## QUOTED PASSAGE
+-------+

Forever Starting Over

Jan 25, 2025 | ben

The process of beginning is a sometimes dire opening act. The confusion and insecurity in learning to do something for the first time induces a pain-like sensation in our brains. Or maybe it just sucks to suck at something. 

As such, sometimes our brains shelter us from this discomfort through a sense of unearned confidence. 

This phenomenon is ‘beginner’s bias’, whereby you immediately feel pretty confident about something within the first few hours, days, or weeks of starting. You don’t know what you don’t know, and you don’t know shit, but you tell yourself, ‘I feel pretty natural at this’. 

There’s probably a really sophisticated psych term for this, but this isn’t that kind of blog, so let’s roll with ‘beginner’s bias’. 

After this gestation phase of euphoric self-assuredness, reality sets in and the thing you felt pretty naturally good at suddenly starts to feel more complex, more nuanced, more specialized. 

You start to feel overwhelmed. You’ve officially entered beginner phase. 

Null Values

Coding is one of those pursuits where you can take a huge leap from knowing nothing to knowing what feels like a lot in a short time frame. 

Nowadays, its even easier with the unfathomable amount of resources online - GPT, Copilot, some variation of an ‘AI’ assistant ready to hustle you into a highly capable hallucination upon each interaction - and now everyone is a full blown ‘engineer’, or has ‘engineer’ suffixed to their job title, all because of a clever plagiarism machine and a well entrenched industry delusion drowning itself in a bathtub of easy capital. 

But sometimes you transcend.

Existing on the edge of something for novelty or a quick solution is distinct from letting something consume your psyche for so many years that you are now inextricably linked to that thing in spite of everything that compels you to unlink yourself. 

In spite of poverty, job loss, annihilation of purpose, social rejection, absence of meaning, and crippling anxiety, you still pursue that coveted…something. 

That dopamine hit of universal homeostasis when you crack that vexing spiral of logic you overlooked over and over again; the rush of epinephrine when you push that final commit to something astoundingly beautiful that only you and two or four or no other people in the world will ever really comprehend; that world destroying feeling that tightens your throat as you read the hundredth of hundreds of emails describing to you the ways in which you are not enough. 

Yet you begin again.

You find some place amid the grotesque reality of an industry and a craft besieged by demagogues, oligopoly, and atrophied generational dreams to open your IDE and write again. Not as the cynical veteran of ten thousand lost hours, useless features, and a duplicitous managerial caste, but as the ponderous, naive beginner typing wondrous incantations into a machine that you only know and that only knows you. 

The future suspends in an indifferent present and you wake again as the infinite beginner, casting off into a vast blinking nothingness to start over once more.

+-------+

## LISTED RECORDS
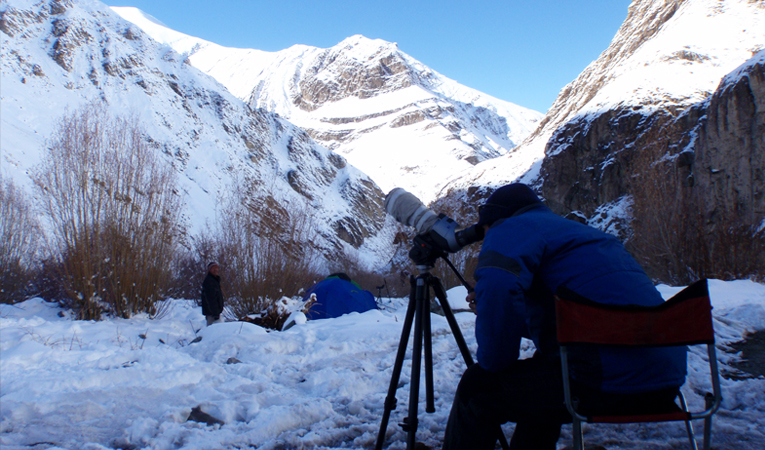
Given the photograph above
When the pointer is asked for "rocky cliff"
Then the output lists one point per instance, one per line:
(662, 127)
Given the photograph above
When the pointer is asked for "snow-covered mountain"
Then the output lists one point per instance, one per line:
(58, 55)
(398, 121)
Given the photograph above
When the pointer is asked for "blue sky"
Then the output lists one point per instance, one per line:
(521, 51)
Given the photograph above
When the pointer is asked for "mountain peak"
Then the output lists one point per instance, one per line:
(363, 43)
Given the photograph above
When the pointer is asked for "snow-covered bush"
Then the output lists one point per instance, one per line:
(19, 238)
(263, 247)
(114, 213)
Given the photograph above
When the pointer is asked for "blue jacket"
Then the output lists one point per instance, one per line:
(335, 297)
(524, 260)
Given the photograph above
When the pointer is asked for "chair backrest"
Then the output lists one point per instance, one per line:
(685, 319)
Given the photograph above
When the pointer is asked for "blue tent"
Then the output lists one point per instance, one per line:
(336, 296)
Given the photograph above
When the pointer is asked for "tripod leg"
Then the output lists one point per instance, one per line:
(414, 387)
(390, 400)
(427, 336)
(461, 344)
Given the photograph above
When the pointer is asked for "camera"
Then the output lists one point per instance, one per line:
(437, 233)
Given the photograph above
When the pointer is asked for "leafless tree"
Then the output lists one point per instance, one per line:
(114, 211)
(19, 242)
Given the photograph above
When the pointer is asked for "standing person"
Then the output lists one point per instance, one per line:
(528, 254)
(212, 296)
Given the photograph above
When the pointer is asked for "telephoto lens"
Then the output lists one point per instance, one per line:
(442, 230)
(409, 210)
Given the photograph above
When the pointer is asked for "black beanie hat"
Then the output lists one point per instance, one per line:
(505, 202)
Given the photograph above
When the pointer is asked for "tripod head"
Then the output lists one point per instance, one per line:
(426, 251)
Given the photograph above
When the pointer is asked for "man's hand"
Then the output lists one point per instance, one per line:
(471, 302)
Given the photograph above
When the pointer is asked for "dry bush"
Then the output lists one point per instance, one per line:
(19, 238)
(673, 239)
(264, 249)
(114, 212)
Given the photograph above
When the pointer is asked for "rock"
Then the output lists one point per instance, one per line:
(197, 415)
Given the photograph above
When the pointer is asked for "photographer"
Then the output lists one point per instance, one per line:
(212, 295)
(528, 254)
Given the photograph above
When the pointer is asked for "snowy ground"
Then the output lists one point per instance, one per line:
(101, 385)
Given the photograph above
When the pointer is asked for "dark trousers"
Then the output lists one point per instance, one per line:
(530, 393)
(213, 319)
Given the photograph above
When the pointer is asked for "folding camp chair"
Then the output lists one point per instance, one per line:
(685, 319)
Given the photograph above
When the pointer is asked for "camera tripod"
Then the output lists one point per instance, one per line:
(418, 312)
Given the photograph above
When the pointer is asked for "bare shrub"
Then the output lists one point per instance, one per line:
(673, 239)
(264, 248)
(114, 211)
(19, 239)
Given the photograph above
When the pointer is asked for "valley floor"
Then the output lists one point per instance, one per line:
(131, 384)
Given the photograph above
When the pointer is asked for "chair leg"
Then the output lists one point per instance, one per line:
(577, 434)
(709, 399)
(688, 425)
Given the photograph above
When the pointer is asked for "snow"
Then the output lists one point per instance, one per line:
(132, 383)
(417, 157)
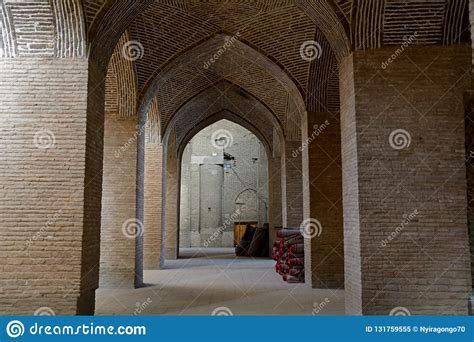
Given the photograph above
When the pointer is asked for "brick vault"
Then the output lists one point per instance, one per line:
(364, 109)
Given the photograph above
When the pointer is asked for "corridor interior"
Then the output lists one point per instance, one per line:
(206, 281)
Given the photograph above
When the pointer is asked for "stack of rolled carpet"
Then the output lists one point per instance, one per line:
(288, 252)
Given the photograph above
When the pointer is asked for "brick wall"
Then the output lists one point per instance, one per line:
(416, 193)
(325, 252)
(210, 193)
(170, 201)
(153, 205)
(292, 185)
(275, 209)
(119, 223)
(42, 204)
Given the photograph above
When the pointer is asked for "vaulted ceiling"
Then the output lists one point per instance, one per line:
(180, 36)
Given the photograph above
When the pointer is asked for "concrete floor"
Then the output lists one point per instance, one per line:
(207, 281)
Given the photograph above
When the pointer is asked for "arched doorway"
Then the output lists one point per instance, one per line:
(224, 186)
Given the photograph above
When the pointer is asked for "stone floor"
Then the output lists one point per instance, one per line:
(207, 281)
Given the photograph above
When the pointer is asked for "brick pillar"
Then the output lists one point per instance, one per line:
(170, 220)
(292, 185)
(46, 220)
(404, 181)
(324, 246)
(119, 227)
(275, 209)
(153, 205)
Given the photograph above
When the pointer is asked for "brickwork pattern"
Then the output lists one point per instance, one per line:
(426, 266)
(43, 174)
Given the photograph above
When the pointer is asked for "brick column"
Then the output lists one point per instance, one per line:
(404, 181)
(170, 220)
(324, 247)
(47, 221)
(275, 209)
(292, 185)
(153, 205)
(119, 227)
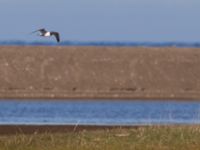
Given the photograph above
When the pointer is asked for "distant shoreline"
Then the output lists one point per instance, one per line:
(92, 72)
(160, 44)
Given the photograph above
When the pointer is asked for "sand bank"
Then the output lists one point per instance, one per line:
(99, 72)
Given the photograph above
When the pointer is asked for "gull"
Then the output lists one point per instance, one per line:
(45, 33)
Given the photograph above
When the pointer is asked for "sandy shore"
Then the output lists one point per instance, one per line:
(99, 72)
(31, 129)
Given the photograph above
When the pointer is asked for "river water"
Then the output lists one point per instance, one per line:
(98, 112)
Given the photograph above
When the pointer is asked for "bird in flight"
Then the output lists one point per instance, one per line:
(45, 33)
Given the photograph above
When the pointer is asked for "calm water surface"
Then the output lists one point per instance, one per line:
(99, 112)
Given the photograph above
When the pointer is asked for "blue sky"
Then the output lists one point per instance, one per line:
(102, 20)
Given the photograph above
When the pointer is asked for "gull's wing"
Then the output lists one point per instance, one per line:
(40, 30)
(57, 36)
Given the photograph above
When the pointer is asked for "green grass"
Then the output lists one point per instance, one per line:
(143, 138)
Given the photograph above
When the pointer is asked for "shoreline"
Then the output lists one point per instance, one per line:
(89, 72)
(39, 129)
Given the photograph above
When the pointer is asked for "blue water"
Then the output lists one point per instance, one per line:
(99, 112)
(102, 43)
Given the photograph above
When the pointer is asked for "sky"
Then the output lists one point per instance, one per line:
(102, 20)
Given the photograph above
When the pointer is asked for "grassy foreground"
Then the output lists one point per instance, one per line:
(142, 138)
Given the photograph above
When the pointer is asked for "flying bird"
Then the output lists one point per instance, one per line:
(45, 33)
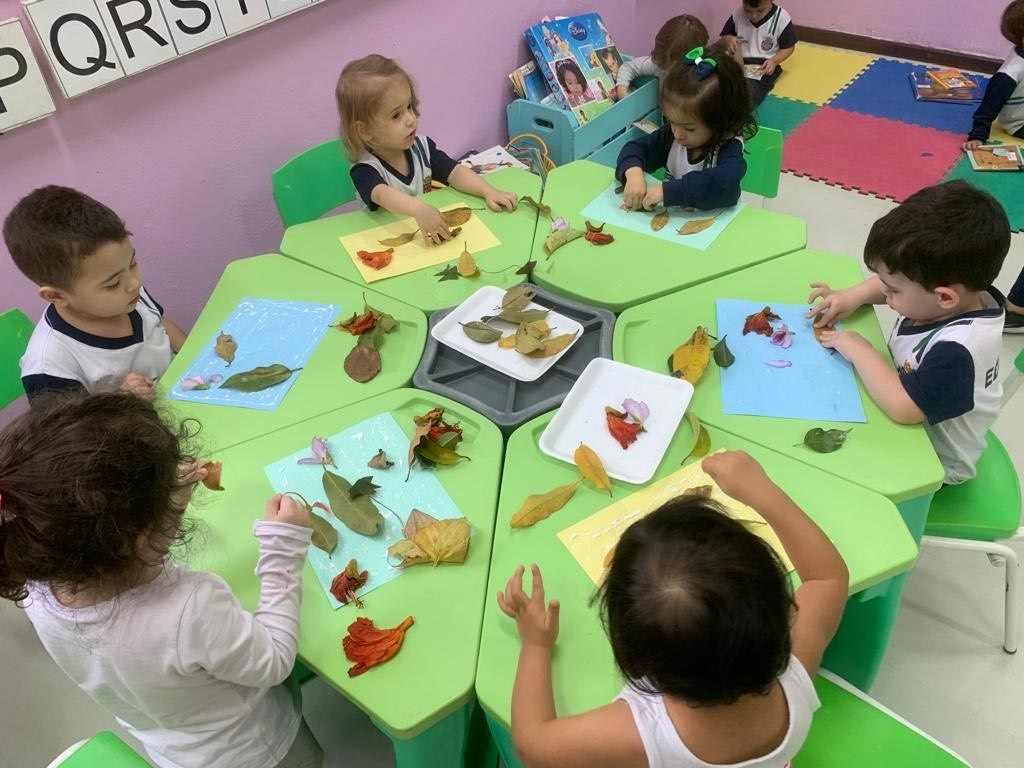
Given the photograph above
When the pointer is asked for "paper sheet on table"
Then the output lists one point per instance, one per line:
(266, 332)
(818, 386)
(606, 207)
(351, 450)
(590, 541)
(416, 254)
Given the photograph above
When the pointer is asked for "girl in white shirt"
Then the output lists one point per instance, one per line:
(717, 652)
(92, 497)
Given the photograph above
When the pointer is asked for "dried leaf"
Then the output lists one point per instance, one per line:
(359, 514)
(825, 440)
(259, 378)
(696, 225)
(225, 347)
(369, 646)
(591, 467)
(399, 240)
(690, 359)
(723, 355)
(363, 364)
(541, 506)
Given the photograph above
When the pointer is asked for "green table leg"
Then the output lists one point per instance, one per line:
(460, 740)
(856, 651)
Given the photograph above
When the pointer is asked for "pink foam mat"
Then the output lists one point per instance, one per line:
(870, 155)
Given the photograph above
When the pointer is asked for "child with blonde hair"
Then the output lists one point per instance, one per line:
(392, 167)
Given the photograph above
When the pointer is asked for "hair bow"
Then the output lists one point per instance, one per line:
(706, 66)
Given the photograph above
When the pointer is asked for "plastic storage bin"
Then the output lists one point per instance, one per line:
(506, 401)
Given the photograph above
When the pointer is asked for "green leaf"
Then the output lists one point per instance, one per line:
(481, 332)
(723, 355)
(359, 514)
(825, 440)
(260, 378)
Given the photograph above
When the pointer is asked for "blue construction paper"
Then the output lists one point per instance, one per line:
(266, 332)
(819, 385)
(882, 90)
(607, 207)
(351, 450)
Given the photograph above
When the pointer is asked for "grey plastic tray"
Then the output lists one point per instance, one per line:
(506, 401)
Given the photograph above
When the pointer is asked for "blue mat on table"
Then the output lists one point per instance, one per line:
(884, 90)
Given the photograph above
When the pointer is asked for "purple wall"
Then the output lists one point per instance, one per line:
(184, 152)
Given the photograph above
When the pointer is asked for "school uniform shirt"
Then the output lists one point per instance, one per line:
(62, 357)
(710, 182)
(426, 164)
(764, 39)
(666, 750)
(183, 668)
(950, 370)
(1004, 100)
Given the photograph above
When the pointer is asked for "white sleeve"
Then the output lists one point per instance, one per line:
(636, 68)
(258, 649)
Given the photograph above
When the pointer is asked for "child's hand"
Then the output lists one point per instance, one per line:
(634, 190)
(432, 225)
(498, 200)
(283, 508)
(538, 624)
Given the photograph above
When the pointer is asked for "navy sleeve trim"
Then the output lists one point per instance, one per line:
(943, 385)
(366, 178)
(37, 384)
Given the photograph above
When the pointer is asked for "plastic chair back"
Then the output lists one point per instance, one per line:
(312, 183)
(15, 328)
(764, 163)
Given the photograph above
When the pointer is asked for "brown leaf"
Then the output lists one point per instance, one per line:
(591, 467)
(540, 506)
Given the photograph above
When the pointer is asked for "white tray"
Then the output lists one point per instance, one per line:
(582, 418)
(487, 301)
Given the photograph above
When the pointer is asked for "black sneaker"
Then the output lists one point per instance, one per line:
(1014, 324)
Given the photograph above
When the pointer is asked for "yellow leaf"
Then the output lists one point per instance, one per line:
(540, 506)
(690, 359)
(592, 468)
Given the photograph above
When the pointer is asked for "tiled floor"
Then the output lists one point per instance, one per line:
(945, 671)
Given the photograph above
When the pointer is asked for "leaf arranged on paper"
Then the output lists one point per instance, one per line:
(225, 347)
(690, 359)
(695, 225)
(358, 514)
(592, 467)
(369, 646)
(541, 506)
(825, 440)
(259, 378)
(723, 355)
(481, 332)
(760, 323)
(347, 582)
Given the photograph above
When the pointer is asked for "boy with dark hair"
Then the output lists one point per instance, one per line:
(101, 330)
(934, 259)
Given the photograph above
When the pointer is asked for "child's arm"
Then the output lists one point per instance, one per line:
(602, 737)
(824, 579)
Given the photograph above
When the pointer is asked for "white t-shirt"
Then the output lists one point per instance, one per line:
(182, 666)
(60, 356)
(950, 370)
(666, 750)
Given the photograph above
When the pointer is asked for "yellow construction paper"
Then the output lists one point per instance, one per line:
(416, 254)
(590, 541)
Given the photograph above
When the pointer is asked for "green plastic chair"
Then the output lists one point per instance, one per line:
(102, 751)
(312, 183)
(15, 328)
(981, 515)
(852, 730)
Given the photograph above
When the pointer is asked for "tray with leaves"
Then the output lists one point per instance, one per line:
(509, 332)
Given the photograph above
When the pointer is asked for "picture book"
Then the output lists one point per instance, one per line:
(580, 60)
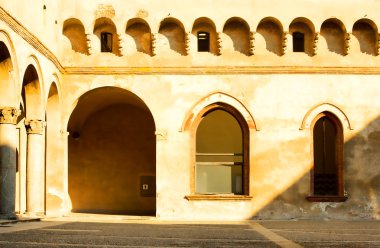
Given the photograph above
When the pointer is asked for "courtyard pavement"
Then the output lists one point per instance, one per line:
(149, 232)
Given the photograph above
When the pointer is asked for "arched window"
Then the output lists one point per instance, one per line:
(327, 172)
(205, 31)
(106, 42)
(298, 42)
(203, 41)
(221, 158)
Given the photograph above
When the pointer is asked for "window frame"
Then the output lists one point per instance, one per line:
(246, 166)
(104, 42)
(340, 197)
(297, 41)
(207, 37)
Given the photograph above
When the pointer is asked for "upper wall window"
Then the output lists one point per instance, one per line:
(365, 31)
(272, 32)
(334, 32)
(203, 41)
(204, 30)
(106, 31)
(106, 42)
(139, 30)
(303, 33)
(222, 159)
(174, 31)
(239, 32)
(73, 29)
(298, 42)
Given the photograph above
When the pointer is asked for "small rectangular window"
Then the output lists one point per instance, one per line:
(106, 42)
(203, 42)
(298, 42)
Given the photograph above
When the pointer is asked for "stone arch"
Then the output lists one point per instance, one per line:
(32, 91)
(174, 32)
(366, 32)
(212, 98)
(272, 31)
(325, 107)
(334, 32)
(239, 32)
(306, 27)
(111, 126)
(106, 25)
(74, 30)
(140, 31)
(9, 74)
(204, 24)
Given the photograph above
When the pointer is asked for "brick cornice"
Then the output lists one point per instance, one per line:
(24, 33)
(220, 70)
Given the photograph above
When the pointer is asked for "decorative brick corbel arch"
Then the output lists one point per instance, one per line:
(217, 97)
(325, 107)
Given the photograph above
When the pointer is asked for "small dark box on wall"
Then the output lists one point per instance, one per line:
(148, 186)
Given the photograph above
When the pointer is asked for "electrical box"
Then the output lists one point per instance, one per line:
(148, 186)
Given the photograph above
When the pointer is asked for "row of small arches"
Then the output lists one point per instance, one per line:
(303, 33)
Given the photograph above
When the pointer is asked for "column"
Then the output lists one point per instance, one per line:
(8, 160)
(35, 167)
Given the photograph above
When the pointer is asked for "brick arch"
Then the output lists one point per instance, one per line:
(325, 107)
(34, 88)
(217, 97)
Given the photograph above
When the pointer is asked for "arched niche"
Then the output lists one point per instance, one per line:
(140, 31)
(105, 30)
(112, 153)
(334, 32)
(305, 27)
(239, 32)
(206, 26)
(272, 31)
(174, 32)
(73, 29)
(365, 31)
(325, 107)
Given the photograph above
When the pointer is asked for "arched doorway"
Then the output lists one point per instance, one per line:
(327, 182)
(112, 154)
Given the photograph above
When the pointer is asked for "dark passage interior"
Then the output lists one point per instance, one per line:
(112, 154)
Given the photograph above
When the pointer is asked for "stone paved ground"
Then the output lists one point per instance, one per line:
(154, 233)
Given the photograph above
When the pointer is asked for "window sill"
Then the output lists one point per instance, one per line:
(218, 197)
(327, 198)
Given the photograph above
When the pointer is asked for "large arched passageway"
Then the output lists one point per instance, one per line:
(112, 154)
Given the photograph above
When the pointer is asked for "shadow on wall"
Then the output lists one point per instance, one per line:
(361, 181)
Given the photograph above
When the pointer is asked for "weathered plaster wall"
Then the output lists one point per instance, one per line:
(115, 147)
(280, 152)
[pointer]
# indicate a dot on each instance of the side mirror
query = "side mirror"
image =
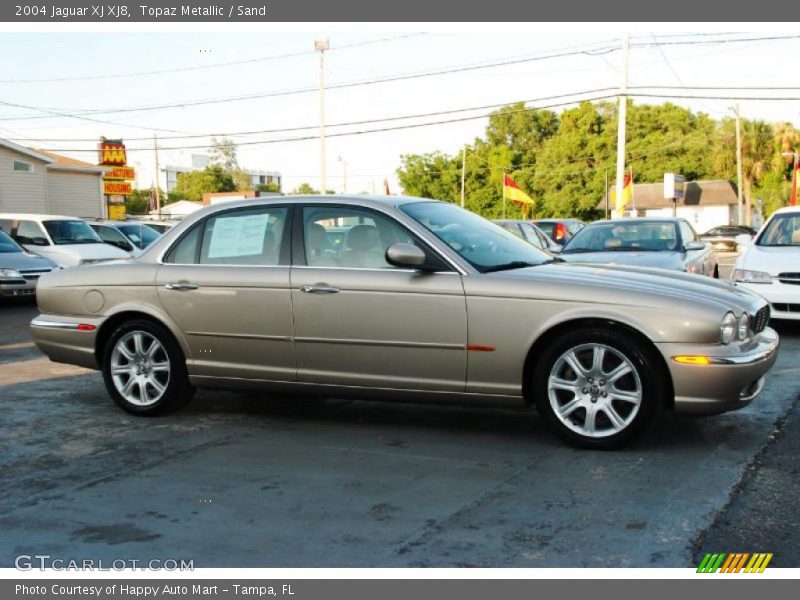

+-------+

## TASK STATEMENT
Reproduce the blog post about starting over, from "Jan 25, 2025" down to "with ‘beginner’s bias’.", with every character unchanged.

## FINISHED TASK
Jan 25, 2025 | ben

The process of beginning is a sometimes dire opening act. The confusion and insecurity in learning to do something for the first time induces a pain-like sensation in our brains. Or maybe it just sucks to suck at something. 

As such, sometimes our brains shelter us from this discomfort through a sense of unearned confidence. 

This phenomenon is ‘beginner’s bias’, whereby you immediately feel pretty confident about something within the first few hours, days, or weeks of starting. You don’t know what you don’t know, and you don’t know shit, but you tell yourself, ‘I feel pretty natural at this’. 

There’s probably a really sophisticated psych term for this, but this isn’t that kind of blog, so let’s roll with ‘beginner’s bias’.